§ Instruction
Please gather and copy out every line of the listing below that contains the string "goal". Case counts.

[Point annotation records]
* * *

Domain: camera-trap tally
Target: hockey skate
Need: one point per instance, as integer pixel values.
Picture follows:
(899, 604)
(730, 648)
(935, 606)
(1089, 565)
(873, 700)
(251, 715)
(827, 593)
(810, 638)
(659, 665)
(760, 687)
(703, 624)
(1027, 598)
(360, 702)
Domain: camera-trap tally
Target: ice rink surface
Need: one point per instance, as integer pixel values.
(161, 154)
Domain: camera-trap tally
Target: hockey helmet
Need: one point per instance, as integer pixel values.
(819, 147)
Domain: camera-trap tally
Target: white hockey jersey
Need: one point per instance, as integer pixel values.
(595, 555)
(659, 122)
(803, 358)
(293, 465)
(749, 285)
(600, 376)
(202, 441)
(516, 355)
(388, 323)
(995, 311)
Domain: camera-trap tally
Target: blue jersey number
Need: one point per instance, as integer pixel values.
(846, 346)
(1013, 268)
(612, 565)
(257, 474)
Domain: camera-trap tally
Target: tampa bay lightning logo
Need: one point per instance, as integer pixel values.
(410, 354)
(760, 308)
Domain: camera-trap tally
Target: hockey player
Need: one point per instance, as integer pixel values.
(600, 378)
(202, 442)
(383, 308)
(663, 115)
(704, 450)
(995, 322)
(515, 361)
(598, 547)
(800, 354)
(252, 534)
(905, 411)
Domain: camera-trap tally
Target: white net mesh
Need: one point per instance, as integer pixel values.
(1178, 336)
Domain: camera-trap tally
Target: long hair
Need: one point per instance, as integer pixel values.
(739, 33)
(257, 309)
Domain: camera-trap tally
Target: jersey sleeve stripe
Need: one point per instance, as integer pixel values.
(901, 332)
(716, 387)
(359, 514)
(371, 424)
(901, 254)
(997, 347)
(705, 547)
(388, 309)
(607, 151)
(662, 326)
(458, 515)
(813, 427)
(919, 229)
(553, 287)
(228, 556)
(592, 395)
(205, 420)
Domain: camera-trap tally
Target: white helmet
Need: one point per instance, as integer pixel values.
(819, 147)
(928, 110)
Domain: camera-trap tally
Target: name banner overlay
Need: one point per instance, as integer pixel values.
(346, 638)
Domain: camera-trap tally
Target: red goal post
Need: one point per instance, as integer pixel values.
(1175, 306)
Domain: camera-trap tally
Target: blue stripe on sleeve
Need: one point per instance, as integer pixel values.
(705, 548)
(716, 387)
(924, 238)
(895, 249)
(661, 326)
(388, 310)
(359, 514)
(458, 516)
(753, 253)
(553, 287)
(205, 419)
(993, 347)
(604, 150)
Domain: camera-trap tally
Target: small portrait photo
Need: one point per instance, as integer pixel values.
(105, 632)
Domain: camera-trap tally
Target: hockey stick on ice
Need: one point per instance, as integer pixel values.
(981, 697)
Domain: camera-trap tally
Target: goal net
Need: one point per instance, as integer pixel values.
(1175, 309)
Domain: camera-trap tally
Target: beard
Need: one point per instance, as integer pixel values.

* * *

§ Problem solution
Target: red goal post
Target: goal net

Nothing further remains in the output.